WHAT THIS EXERCISE ASKS:
1. In the article on the JGI and NERSC partnership, how many JGI staff will the NERSC Division take on?
2. Decide whether each statement agrees with the article on the JGI and NERSC partnership, answering yes or no and quoting the deciding words. (a) NERSC had already been providing data storage services to the JGI for years. (b) Desktop support services will be handed over to NERSC. (c) The dedicated link between the two institutions runs at 10 Gbps.

TEXT PASSAGE:
=== Begin Enclosure ===

WALNUT CREEK, CA—The Department of Energy Joint Genome Institute (JGI) and the National Energy Research Scientific Computing Center (NERSC) Division have joined forces to create a more robust computational infrastructure for the world’s leading generator of DNA sequence information for bioenergy and environmental applications.
“We evaluated wide a variety of options,” said Vito Mangiardi, JGI’s Deputy Director for Business Operations & Production. “After a thorough review, it made perfect sense to partner with NERSC.”
The NERSC Division will take on six JGI staff to consolidate and address the Institute’s ever-escalating high-performance/scientific computing needs as well as computer and network security and instrumentation computer systems, leaving desktop support services under local control at the JGI.
While NERSC has been providing data storage services to the JGI for years, this new partnership represents a more comprehensive and integrated approach. “With NERSC’s significant experience in providing these kind of services they don’t have the steep learning curve to climb,” said Mangiardi. “Under this arrangement the JGI will receive 24/7/365 coverage, which minimizes the amount of disruption and provides us with much better backup.”
In the last year alone, JGI generated over one terabase (one trillion nucleotide letters of genetic code) from its plant, microbe, fungal and metagenome (community of microbes) for its various user programs. This total represents a productivity increase of eight times over the previous year with an additional five-times more anticipated this year. In order to accommodate the “Niagara” torrent of data flowing from the advanced sequencing platforms that the JGI has incorporated into its production process over the last two years, they went searching for help.
“We simply didn’t have the capacity to keep up,” Mangiardi said.
NERSC represented a clear choice.
“This represents an exciting coming of age for the combined genomics and high performance computing enterprise,” said NERSC Division Director Kathy Yelick. “NERSC has a successful track record in responding to these kinds of challenges. This move will bring to NERSC the domain-specific knowledge within the JGI team about the genomics requirements, which is quite different from NERSC’s more traditional HPC workload. The science is heavy in data analytics and JGI runs several dozen databases and web portals providing access to genomic information. Data-centric computing is an important future direction for NERSC, and genomics is seeing exponential increases in computation and storage.”
NERSC will provide a high-quality, high-efficiency environment by marshaling such resources as:
- A dedicated 10 Gbps (Gigabit per second) link deployed by the engineers at the Energy Sciences Network (ESnet) between both institutions on its high-bandwidth Science Data Network (SDN) designed to haul massive scientific datasets—such as those from The Great Prairie Soil Metagenomes project that JGI is piloting for the DOE Grand Challenge program.

=== End Enclosure ===

DATA PROVIDED:
=== Begin Enclosure ===

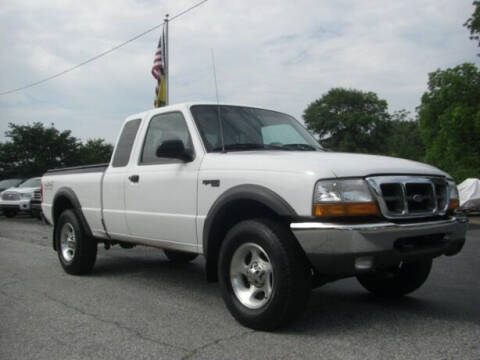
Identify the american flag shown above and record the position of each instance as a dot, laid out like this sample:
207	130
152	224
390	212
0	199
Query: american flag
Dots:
158	69
158	72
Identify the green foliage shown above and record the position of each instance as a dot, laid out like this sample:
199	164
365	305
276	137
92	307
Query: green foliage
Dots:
449	117
405	140
473	23
349	120
95	151
33	149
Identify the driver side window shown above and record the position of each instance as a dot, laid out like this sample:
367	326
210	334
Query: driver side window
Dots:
165	127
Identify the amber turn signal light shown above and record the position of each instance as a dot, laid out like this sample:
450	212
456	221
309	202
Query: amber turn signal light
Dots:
346	209
454	204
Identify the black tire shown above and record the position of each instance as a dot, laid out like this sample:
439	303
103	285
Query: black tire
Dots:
398	281
179	257
85	253
10	213
290	282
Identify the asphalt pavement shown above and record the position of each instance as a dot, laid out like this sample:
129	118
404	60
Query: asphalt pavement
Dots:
136	305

=== End Enclosure ===

ANSWERS FOR THIS EXERCISE:
1. Six JGI staff.

2.
(a) Yes: "While NERSC has been providing data storage services to the JGI for years"
(b) No: "leaving desktop support services under local control at the JGI"
(c) Yes: "A dedicated 10 Gbps (Gigabit per second) link"